Dataset excerpts:
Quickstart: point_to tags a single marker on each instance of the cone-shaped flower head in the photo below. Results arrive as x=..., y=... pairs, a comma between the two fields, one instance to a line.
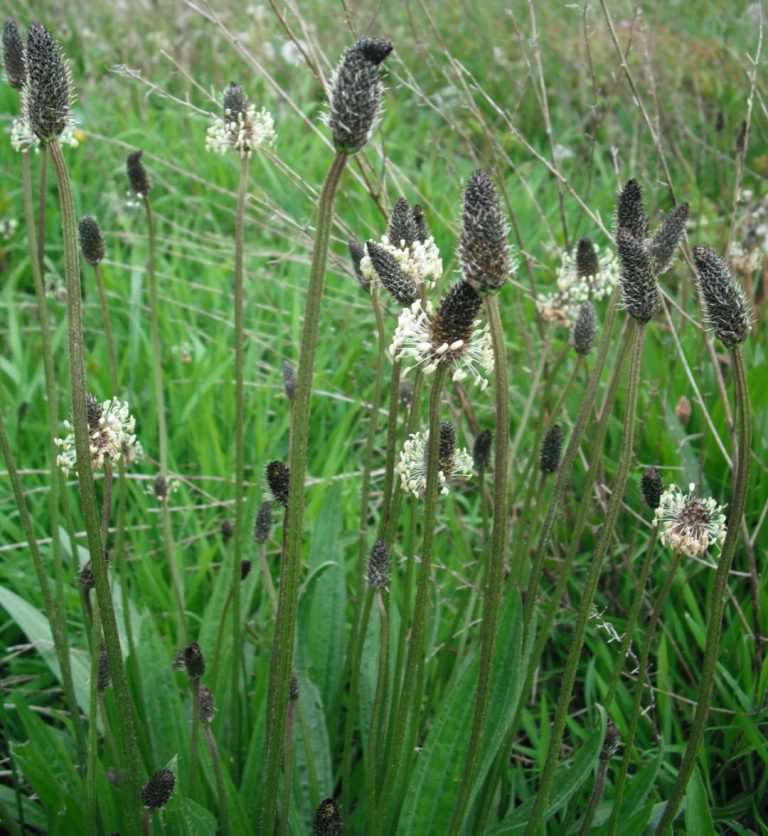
x=138, y=178
x=584, y=329
x=448, y=335
x=13, y=54
x=241, y=127
x=356, y=92
x=481, y=450
x=638, y=283
x=549, y=457
x=263, y=525
x=279, y=481
x=664, y=243
x=652, y=487
x=484, y=253
x=688, y=523
x=630, y=211
x=159, y=789
x=91, y=241
x=327, y=821
x=378, y=565
x=726, y=307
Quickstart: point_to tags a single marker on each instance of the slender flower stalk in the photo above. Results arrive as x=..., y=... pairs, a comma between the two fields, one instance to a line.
x=87, y=489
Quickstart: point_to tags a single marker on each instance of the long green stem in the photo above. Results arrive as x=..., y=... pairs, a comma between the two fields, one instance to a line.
x=162, y=427
x=235, y=708
x=634, y=336
x=410, y=698
x=285, y=626
x=56, y=612
x=88, y=491
x=719, y=591
x=494, y=582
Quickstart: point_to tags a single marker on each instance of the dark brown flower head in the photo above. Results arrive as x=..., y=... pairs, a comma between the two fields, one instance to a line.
x=207, y=705
x=378, y=565
x=356, y=92
x=158, y=790
x=137, y=174
x=483, y=249
x=447, y=449
x=91, y=241
x=13, y=54
x=584, y=329
x=289, y=379
x=235, y=101
x=396, y=281
x=47, y=95
x=327, y=821
x=103, y=679
x=549, y=458
x=481, y=450
x=724, y=301
x=638, y=284
x=630, y=212
x=455, y=317
x=263, y=524
x=402, y=230
x=357, y=254
x=652, y=487
x=279, y=481
x=664, y=242
x=586, y=259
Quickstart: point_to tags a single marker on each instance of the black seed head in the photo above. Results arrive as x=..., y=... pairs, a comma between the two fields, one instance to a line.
x=289, y=379
x=667, y=238
x=356, y=94
x=726, y=307
x=378, y=565
x=357, y=253
x=399, y=285
x=652, y=487
x=103, y=679
x=207, y=705
x=327, y=821
x=447, y=448
x=158, y=790
x=586, y=259
x=549, y=459
x=13, y=54
x=263, y=524
x=279, y=481
x=638, y=284
x=584, y=329
x=137, y=174
x=235, y=102
x=481, y=450
x=455, y=317
x=402, y=226
x=630, y=212
x=483, y=248
x=47, y=90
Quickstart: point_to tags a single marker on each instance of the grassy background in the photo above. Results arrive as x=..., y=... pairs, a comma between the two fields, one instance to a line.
x=690, y=66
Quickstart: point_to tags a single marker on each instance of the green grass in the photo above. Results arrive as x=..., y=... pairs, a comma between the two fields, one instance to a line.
x=428, y=144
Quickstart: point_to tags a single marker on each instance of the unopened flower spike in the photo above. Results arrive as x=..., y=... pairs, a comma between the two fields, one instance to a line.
x=689, y=524
x=453, y=463
x=355, y=94
x=159, y=789
x=13, y=54
x=726, y=307
x=241, y=127
x=448, y=335
x=484, y=252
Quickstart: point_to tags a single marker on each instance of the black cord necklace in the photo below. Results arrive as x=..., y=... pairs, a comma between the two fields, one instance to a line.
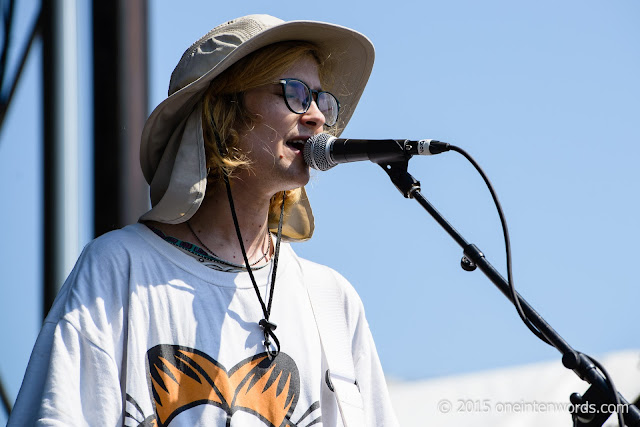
x=267, y=326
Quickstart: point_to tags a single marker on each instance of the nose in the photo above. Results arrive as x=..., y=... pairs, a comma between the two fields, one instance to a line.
x=313, y=118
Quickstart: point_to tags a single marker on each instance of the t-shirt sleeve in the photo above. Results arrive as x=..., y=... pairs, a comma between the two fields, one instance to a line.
x=75, y=383
x=72, y=377
x=367, y=366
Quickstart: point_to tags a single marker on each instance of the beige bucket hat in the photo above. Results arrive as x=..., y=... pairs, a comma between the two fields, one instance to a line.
x=172, y=149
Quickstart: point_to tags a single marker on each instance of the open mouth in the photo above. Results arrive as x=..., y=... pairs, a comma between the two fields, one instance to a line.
x=296, y=145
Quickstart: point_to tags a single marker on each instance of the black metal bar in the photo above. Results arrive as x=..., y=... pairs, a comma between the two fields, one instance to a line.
x=6, y=402
x=6, y=100
x=571, y=359
x=48, y=153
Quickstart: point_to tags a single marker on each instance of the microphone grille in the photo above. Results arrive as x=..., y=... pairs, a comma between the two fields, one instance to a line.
x=316, y=153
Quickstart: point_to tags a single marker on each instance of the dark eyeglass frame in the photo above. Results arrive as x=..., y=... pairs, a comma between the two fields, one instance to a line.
x=314, y=97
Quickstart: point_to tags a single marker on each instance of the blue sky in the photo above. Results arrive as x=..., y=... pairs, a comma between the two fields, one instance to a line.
x=545, y=95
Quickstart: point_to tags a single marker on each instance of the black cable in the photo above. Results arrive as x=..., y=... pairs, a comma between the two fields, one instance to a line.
x=507, y=243
x=514, y=296
x=607, y=377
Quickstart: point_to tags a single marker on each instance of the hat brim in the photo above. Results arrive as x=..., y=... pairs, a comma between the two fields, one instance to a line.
x=349, y=53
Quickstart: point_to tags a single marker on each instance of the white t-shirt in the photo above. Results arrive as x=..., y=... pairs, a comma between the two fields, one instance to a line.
x=142, y=333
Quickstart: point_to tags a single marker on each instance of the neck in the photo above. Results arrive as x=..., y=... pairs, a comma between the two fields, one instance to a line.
x=214, y=225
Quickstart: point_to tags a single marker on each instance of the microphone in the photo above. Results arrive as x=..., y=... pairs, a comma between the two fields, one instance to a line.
x=323, y=151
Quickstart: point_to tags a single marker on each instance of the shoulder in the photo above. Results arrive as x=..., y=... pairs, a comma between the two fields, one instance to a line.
x=325, y=283
x=101, y=273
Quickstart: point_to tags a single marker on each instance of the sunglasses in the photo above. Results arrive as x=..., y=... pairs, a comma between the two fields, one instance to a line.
x=298, y=97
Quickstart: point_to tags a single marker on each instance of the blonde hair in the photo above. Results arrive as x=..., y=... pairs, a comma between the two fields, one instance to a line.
x=224, y=112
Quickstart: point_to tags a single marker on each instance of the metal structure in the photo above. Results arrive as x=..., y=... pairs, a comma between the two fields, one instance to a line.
x=120, y=109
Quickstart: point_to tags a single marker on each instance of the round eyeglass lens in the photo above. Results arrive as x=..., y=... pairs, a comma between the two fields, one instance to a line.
x=297, y=96
x=328, y=105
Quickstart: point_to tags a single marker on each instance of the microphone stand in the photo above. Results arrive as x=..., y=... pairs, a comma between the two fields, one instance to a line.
x=599, y=392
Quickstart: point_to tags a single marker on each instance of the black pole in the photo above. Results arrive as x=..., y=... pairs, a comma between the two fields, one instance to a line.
x=49, y=71
x=571, y=359
x=120, y=110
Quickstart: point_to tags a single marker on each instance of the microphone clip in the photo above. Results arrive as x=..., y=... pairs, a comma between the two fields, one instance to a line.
x=401, y=178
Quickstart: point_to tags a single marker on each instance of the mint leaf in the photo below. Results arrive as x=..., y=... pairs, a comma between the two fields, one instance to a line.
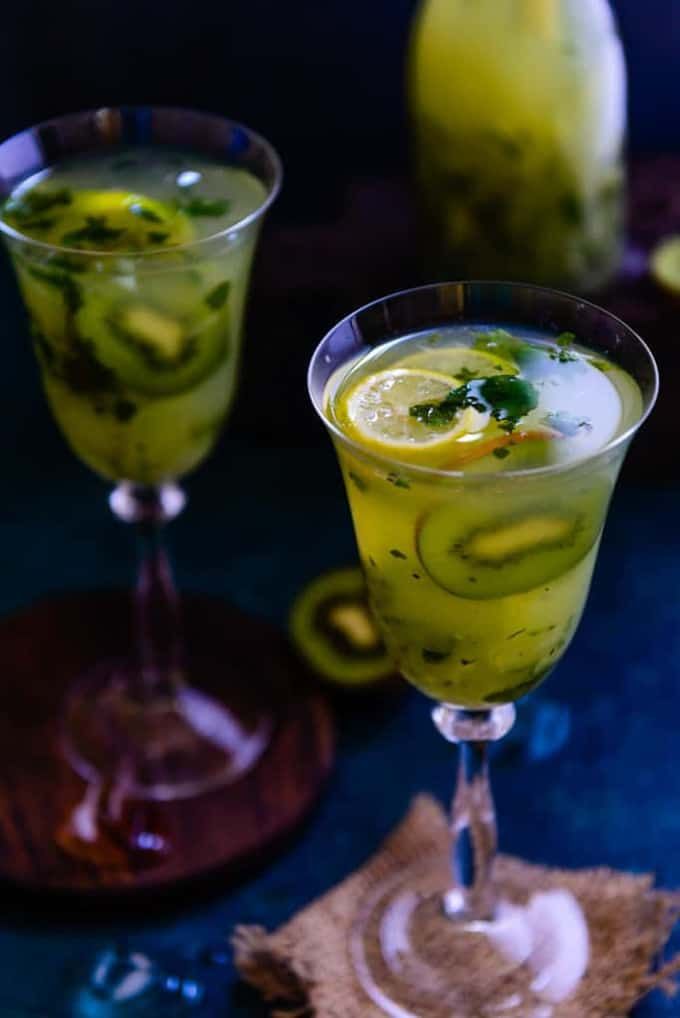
x=94, y=232
x=206, y=207
x=509, y=398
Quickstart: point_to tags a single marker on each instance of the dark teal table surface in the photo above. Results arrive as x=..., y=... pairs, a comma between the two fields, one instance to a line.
x=259, y=524
x=267, y=513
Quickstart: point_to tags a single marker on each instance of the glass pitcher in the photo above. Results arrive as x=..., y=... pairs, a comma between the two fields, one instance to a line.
x=518, y=114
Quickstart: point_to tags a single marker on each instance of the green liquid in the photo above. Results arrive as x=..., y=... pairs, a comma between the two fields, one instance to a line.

> _To do_
Exactly as written above, print every record, and keep the pictures out.

> _Exercise solution_
Quickstart: point_to tags a single marker on each instance of the cone-shaped flower head in the photo below. Results arrive as x=..., y=... pairs, a comma between the two fields, one instance to a line.
x=138, y=178
x=584, y=329
x=448, y=335
x=13, y=54
x=241, y=127
x=356, y=92
x=481, y=450
x=638, y=283
x=549, y=457
x=263, y=525
x=279, y=481
x=664, y=243
x=652, y=487
x=484, y=253
x=688, y=523
x=630, y=211
x=159, y=789
x=91, y=241
x=327, y=821
x=378, y=565
x=726, y=307
Quickstart: point_to tags a single marker on each instance of the slender flower stalk in the photo above. Results arrive as x=..., y=... pairs, a comma between the two fields, one instance to a line.
x=87, y=489
Quickstart: point_to tags a single marker on each instance of the long green stem in the photo above. Results arrive as x=..., y=... pairs, a comma between the two fields, one instance to a line.
x=162, y=427
x=235, y=708
x=634, y=336
x=410, y=698
x=285, y=626
x=56, y=612
x=88, y=491
x=719, y=591
x=494, y=582
Quickstart: point_to tags a single marker on each instance of the dark brown flower head in the photo above. Results arrive as x=..., y=... pairs, a comma between the two fields, one instance to a line.
x=207, y=705
x=378, y=565
x=356, y=92
x=158, y=790
x=137, y=174
x=483, y=249
x=447, y=449
x=91, y=241
x=13, y=54
x=584, y=329
x=289, y=379
x=235, y=101
x=396, y=281
x=47, y=95
x=327, y=821
x=103, y=679
x=549, y=458
x=481, y=450
x=724, y=301
x=638, y=284
x=630, y=212
x=455, y=317
x=263, y=524
x=402, y=230
x=357, y=254
x=652, y=487
x=279, y=481
x=664, y=242
x=586, y=259
Quickstart: point_to tags a single marker on each instance of the black seed head in the photo above. Results arrive as x=..., y=... pairs, a comma between the two fields, one instance to a line.
x=289, y=379
x=667, y=238
x=356, y=94
x=726, y=307
x=378, y=565
x=357, y=253
x=399, y=285
x=652, y=487
x=103, y=679
x=207, y=705
x=327, y=821
x=447, y=448
x=158, y=790
x=586, y=259
x=549, y=459
x=13, y=54
x=263, y=524
x=279, y=481
x=638, y=284
x=584, y=329
x=137, y=174
x=235, y=102
x=481, y=450
x=455, y=317
x=402, y=226
x=630, y=212
x=483, y=248
x=47, y=90
Quickstart: point_to tags a single marker on each instance of the grassy background in the photo above. Results arrive as x=..., y=... pairs, a comma between the two fields, one instance to a line.
x=690, y=66
Quickstart: point_to tags a single marker on each instance of the green grass in the photo above. Results arrive as x=..., y=... pairs, a comma between the two fields, one instance to a line.
x=428, y=144
Quickstart: point_to tags a single marker on each instance of the unopened flower spike in the photo above. Results arrive as x=..., y=... pairs, a comma between the two fields, one instance to a line.
x=689, y=524
x=453, y=463
x=355, y=94
x=159, y=789
x=13, y=54
x=726, y=307
x=241, y=127
x=448, y=335
x=484, y=252
Quickstart: point_to tags a single marker on each instance of the black cord necklace in the photo below. Results arrive as x=..., y=... pairs, a comma between the two fields, one instance to a line.
x=267, y=326
Quickstart: point_to tags a single marker on each instance of the nose in the photo above. Results arrive as x=..., y=... pairs, a comma between the two fields, one instance to a line.
x=313, y=118
Quickstart: point_to tags a single marker on each instance of the t-shirt sleeve in the photo above. Results arrive as x=..., y=... pairs, a comma between the two fields, one instance to a line.
x=75, y=383
x=72, y=377
x=367, y=366
Quickstart: point_to tags a single marker on each instance of the beige bucket hat in the photo above. Results arrive as x=..., y=... pairs, a comma between the two fields, one instance to a line.
x=172, y=149
Quickstart: point_to tags a single marker on each instance of the open mouth in the photo above. Results arrive as x=..., y=... pairs, a comma between the two fields, one instance to a line.
x=296, y=145
Quickstart: point_to tags a single marker on each instance of the black metal bar in the photo above. Results arrive as x=..., y=... pairs, a comma between the two fields, one instance to a line.
x=6, y=402
x=6, y=100
x=571, y=359
x=48, y=153
Quickstart: point_to tags a single marker on each instance of the microphone grille in the photo above. Results arrive as x=..., y=... pairs, a comma between the two fields, one instance to a line.
x=316, y=153
Quickstart: point_to tags a single marker on each instance of the dark eyeglass frame in the photo above. Results arrive as x=..., y=... pairs, a comma between the two fields, one instance to a line.
x=314, y=97
Quickstart: point_to tags a single marker on each instance of the blue sky in the photo above. Results arrive as x=..., y=... pairs, a comma between the two fields, one instance to a line.
x=545, y=95
Quickstart: point_to tags a single marker on each instance of the black cable in the photo above. Results arrive as x=..., y=... pairs, a comma between the two fields, one instance to a line.
x=507, y=243
x=514, y=296
x=607, y=377
Quickstart: point_to tags a single marker on each instance of the hat brim in the photo above. Results arrive as x=..., y=... pairs, a comma between the two fields, one instance to a line.
x=349, y=53
Quickstart: point_to tags a single marker on each instance of the white t-shirt in the photo above. Results arrive as x=..., y=... pairs, a comma between the two fields, one instance to a line.
x=142, y=333
Quickstart: point_to tags a single marker on each instance of the neck in the photo above. Results arrive as x=..., y=... pairs, a comma between the two fields, one instance to a line.
x=214, y=225
Quickstart: point_to tags a single marker on each instance of the microphone in the photo above. Results arrive as x=..., y=... pairs, a comma between the two fields, one instance to a line.
x=323, y=151
Quickstart: point_to tags a single marker on each instance of the shoulder in the photo above. Results arrive as x=..., y=... pairs, a comma between the two fields, one instance to a line.
x=325, y=283
x=101, y=273
Quickstart: point_to tags a single marker on each instance of the sunglasses in the photo above. Results arrive as x=..., y=... pairs, a comma between the two fields, one instance to a line.
x=298, y=97
Quickstart: point_to tags a single marker on each instance of the blonde hair in the photo above. Results arrive as x=..., y=... pairs, a comma between the two fields, one instance to a line.
x=224, y=112
Quickstart: point_to tags a single marker on each instance of the metal structure in the photo above. Results arrive as x=..., y=... pairs, a comma between the two fields, one instance to a line.
x=120, y=109
Quickstart: point_to tags a single marker on each instance of the round eyeglass lens in the photo above. Results arrive as x=..., y=... pairs, a comma between the two fields, one instance to a line.
x=297, y=96
x=328, y=105
Quickstart: point_to tags a single marker on each instance of the microphone stand in the photo above. Results arrive as x=..., y=... pairs, a comma between the two fields, one instance to a line.
x=599, y=392
Quickstart: point_to tags a single marker on each instance of the black pole in the photo above. Results arrive as x=..., y=... pairs, a comma between the two fields, one instance to a line.
x=49, y=71
x=571, y=359
x=120, y=110
Quickstart: point_to tags a single marker on each instance of the microphone clip in the photo above. Results arrive as x=..., y=... pairs, a comma between the two fields, one instance to a line.
x=401, y=178
Quickstart: point_to tags a single marker on each instance of the mint leaf in the photo below. Results arrive as x=..., y=... pairs, a comma between the two fields, one instance to a line.
x=94, y=232
x=206, y=207
x=509, y=398
Quickstart: point_to tags a single marker on each instance of the dark teal table surface in the photo above. Results arrive as x=..., y=... pairs, a comma between the two fields, one instance to a line.
x=259, y=524
x=267, y=513
Quickstart: point_to tags a single marker on each instance of the glass pitcher in the photo above. Results arrive as x=..., y=... pairs, a comma between the two fields, one instance to a line.
x=518, y=114
Quickstart: point_to tags a single marker on each instance of the green liquid in the photo above. Results arrive as x=..., y=... pairs, a comma between the two fields, one instance to a line.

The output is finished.